* [TEXTE]:
Il y a 80 ans, « le Nouvel Ordre mondial promis aux juifs »
Cambon, Balfour, Greenwood…
Extraits de l’article de Laurent Guyénot paru sur E&R le 19 septembre dernier.
La majeure partie de la diplomatie sioniste se déroule en secret, par la corruption et le chantage. Mais, parfois, il est jugé approprié d’obtenir d’un gouvernement une déclaration officielle. Le plus célèbre de ces documents est la brève lettre écrite le 2 novembre 1917 par le ministre britannique des Affaires étrangères Lord Arthur Balfour et adressée à Lord Lionel Walter Rothschild, président de la Fédération sioniste de Grande-Bretagne.
Le Premier ministre britannique Lloyd George expliqua clairement, selon un rapport de la Palestine Royal Commission de 1937, la contrepartie de cette lettre :« Les leaders sionistes nous ont donné la promesse ferme que, si les alliés s’engageaient à faciliter l’établissement d’un foyer national pour les juifs en Palestine, ils feraient de leur mieux pour rallier le sentiment et le soutien juifs à travers le monde en faveur de la cause des Alliés. Ils ont tenu parole. » (Selon un rapport de 1937 de la Palestine Royal Commission, cité dans Alfred Lilienthal, What Price Israel ? (1953), Infinity Publishing, 2003, p. 18-21.)[…]
On sait peu que des déclarations similaires à la déclaration Balfour ont été obtenues simultanément d’autres puissances européennes, et notamment de la France. La Grande-Bretagne, en effet, ne pouvait pas agir dans ce domaine sans accord de ses alliés. (cf. Martin Kramer, “The Forgotten Truth about the Balfour Declaration,” 5 juin 2017, sur mosaicmagazine.com)

* [CONSIGNE DONNÉE]: Recopiez mot pour mot le passage de l'article sur la déclaration Balfour qui va de « La majeure partie » jusqu'à « sioniste de Grande-Bretagne. » inclus.

[Exemples de détection]
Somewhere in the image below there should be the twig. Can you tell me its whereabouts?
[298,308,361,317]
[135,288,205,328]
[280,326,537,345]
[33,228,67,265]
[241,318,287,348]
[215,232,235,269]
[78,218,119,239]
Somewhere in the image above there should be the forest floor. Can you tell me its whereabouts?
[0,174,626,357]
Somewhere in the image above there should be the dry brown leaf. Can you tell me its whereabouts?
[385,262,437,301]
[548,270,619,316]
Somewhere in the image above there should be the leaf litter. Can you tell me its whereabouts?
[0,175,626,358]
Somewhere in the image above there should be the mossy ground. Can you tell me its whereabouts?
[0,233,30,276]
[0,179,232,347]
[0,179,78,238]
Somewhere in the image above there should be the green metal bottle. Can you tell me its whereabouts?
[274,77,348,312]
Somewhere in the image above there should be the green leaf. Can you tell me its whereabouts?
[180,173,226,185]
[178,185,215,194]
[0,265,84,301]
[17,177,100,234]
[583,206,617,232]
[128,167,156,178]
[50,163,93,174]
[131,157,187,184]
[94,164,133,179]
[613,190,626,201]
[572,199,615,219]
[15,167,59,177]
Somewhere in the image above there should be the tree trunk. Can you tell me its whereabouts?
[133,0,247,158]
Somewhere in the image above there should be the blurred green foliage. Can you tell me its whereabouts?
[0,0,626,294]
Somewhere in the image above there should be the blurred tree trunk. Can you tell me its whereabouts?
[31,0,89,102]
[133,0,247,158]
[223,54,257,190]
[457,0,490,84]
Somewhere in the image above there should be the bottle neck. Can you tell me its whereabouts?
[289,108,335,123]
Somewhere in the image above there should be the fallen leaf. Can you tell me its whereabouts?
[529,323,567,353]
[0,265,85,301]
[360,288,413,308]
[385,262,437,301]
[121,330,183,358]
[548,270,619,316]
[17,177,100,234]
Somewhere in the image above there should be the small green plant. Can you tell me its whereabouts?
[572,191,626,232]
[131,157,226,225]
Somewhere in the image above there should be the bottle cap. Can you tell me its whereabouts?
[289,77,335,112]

* [LA RÉPONSE]:
La majeure partie de la diplomatie sioniste se déroule en secret, par la corruption et le chantage. Mais, parfois, il est jugé approprié d’obtenir d’un gouvernement une déclaration officielle. Le plus célèbre de ces documents est la brève lettre écrite le 2 novembre 1917 par le ministre britannique des Affaires étrangères Lord Arthur Balfour et adressée à Lord Lionel Walter Rothschild, président de la Fédération sioniste de Grande-Bretagne.